:: Paginafragment ::

"""

Welke bevoegdheden heeft het Europees Parlement?
In de loop der tijd zijn de EU-Verdragen gewijzigd. Dankzij deze wijzigingen heeft het Europees Parlement nu, vooral sinds het Verdrag van Lissabon van 2009, aanzienlijke wetgevings-, begrotings- en controlebevoegdheden.
Het Parlement is medewetgever. Dat wil zeggen dat het de bevoegdheid heeft om op gelijke voet met de Raad (d.w.z. de lidstaten) wetgeving vast te stellen en te wijzigen en te beslissen over de jaarlijkse EU-begroting. Ook roept het de Commissie en andere EU-instellingen en -organen ter verantwoording.
Wetgevingsbevoegdheid
De overgrote meerderheid van de EU-wetgeving wordt aangenomen via de gewone wetgevingsprocedure (vroeger bekend als “medebeslissing”, een term die nog steeds vaak wordt gebruikt). De gewone wetgevingsprocedure is het normale besluitvormingsproces van de EU, waarbij het Europees Parlement en de Raad van de Europese Unie evenveel gewicht in de schaal leggen. Zij wordt toegepast op een groot aantal beleidsdomeinen zoals migratie, energie, vervoer, klimaatverandering, milieu, consumentenbescherming en economisch bestuur.
“Goedkeuring” is een andere besluitvormingsprocedure. Dit betekent dat de toestemming, oftewel de goedkeuring, van het Parlement noodzakelijk is. Deze procedure wordt bijvoorbeeld gebruikt voor de toetreding van nieuwe EU-lidstaten en internationale handelsovereenkomsten van de EU. Het definitieve besluit over het al dan niet goedkeuren van een nieuw college van commissarissen is ook onderworpen aan de goedkeuringsprocedure.
“Raadpleging” wordt gebruikt op beleidsterreinen als belastingen, mededingingsrecht en het gemeenschappelijk buitenlands en veiligheidsbeleid. Raadpleging stelt het Parlement in staat een wetgevingsvoorstel goed te keuren of te verwerpen en amendementen daarop voor te stellen. Hoewel het standpunt van het Parlement niet bindend is voor de Raad, moet de Raad het Parlement raadplegen en zijn standpunt afwachten alvorens een besluit te nemen. Indien dit niet gebeurt, wordt een handeling onwettig en kan deze door het Hof van Justitie nietig worden verklaard. Bovendien moet de Raad, wanneer hij een voorstel ingrijpend wijzigt, het Parlement opnieuw raadplegen.
Hoe steekt het wetgevingsinitiatief in elkaar? Van wie gaat het initiatief uit voor EU-wetgeving?
Hoewel het de Commissie is nieuwe EU-wetgeving voorstelt, kan het Parlement het initiatief nemen door de Commissie te verzoeken een wetgevingsvoorstel in te dienen. Door gebruik te maken van het “wetgevingsinitiatief” kunnen de EP-leden een termijn bepalen voor de indiening van een voorstel. Als de Commissie weigert, moet zij dit motiveren.

"""

:: Aangeleverde gegevens ::
"""

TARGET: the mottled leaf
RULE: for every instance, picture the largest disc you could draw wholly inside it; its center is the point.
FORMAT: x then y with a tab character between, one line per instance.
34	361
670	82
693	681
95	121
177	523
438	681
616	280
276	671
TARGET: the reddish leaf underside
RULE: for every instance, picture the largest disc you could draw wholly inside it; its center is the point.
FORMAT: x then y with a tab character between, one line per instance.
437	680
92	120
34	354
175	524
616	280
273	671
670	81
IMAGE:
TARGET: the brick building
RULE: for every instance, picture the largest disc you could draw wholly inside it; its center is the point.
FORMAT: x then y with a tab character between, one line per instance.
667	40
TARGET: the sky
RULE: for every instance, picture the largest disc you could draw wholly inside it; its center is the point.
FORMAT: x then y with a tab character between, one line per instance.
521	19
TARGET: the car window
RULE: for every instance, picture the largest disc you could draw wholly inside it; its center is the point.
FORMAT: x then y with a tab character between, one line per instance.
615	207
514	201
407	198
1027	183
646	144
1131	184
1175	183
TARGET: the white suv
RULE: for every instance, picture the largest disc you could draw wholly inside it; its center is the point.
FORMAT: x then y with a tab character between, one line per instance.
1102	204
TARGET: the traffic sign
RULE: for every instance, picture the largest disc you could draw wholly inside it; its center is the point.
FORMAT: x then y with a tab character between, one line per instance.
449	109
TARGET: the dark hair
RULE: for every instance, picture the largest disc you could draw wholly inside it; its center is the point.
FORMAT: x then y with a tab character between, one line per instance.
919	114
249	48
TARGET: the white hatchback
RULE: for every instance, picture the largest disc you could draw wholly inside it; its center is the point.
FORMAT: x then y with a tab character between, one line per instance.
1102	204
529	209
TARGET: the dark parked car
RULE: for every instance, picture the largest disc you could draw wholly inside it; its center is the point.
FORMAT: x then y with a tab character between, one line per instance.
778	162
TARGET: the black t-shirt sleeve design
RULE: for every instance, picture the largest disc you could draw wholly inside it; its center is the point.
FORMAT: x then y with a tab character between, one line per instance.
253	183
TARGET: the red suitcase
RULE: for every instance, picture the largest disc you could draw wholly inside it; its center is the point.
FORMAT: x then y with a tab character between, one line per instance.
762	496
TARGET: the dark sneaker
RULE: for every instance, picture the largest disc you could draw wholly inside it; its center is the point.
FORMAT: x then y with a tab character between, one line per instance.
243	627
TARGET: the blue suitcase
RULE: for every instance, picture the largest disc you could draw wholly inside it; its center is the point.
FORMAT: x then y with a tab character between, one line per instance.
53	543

"""

:: Opdrachten ::
A. Leg in één tot drie zinnen uit waaraan het Europees Parlement volgens de tekst over zijn bevoegdheden zijn huidige wetgevings-, begrotings- en controlebevoegdheden te danken heeft.
B. Geef uit de tekst over de bevoegdheden van het Europees Parlement het stuk van "Het Parlement is" tot "en economisch bestuur." letterlijk terug.

:: Resultaten ::
A. Het Europees Parlement dankt die aanzienlijke bevoegdheden aan de wijzigingen die in de loop der tijd in de EU-Verdragen zijn aangebracht. Dat geldt vooral sinds het Verdrag van Lissabon van 2009.

B.
Het Parlement is medewetgever. Dat wil zeggen dat het de bevoegdheid heeft om op gelijke voet met de Raad (d.w.z. de lidstaten) wetgeving vast te stellen en te wijzigen en te beslissen over de jaarlijkse EU-begroting. Ook roept het de Commissie en andere EU-instellingen en -organen ter verantwoording.
Wetgevingsbevoegdheid
De overgrote meerderheid van de EU-wetgeving wordt aangenomen via de gewone wetgevingsprocedure (vroeger bekend als “medebeslissing”, een term die nog steeds vaak wordt gebruikt). De gewone wetgevingsprocedure is het normale besluitvormingsproces van de EU, waarbij het Europees Parlement en de Raad van de Europese Unie evenveel gewicht in de schaal leggen. Zij wordt toegepast op een groot aantal beleidsdomeinen zoals migratie, energie, vervoer, klimaatverandering, milieu, consumentenbescherming en economisch bestuur.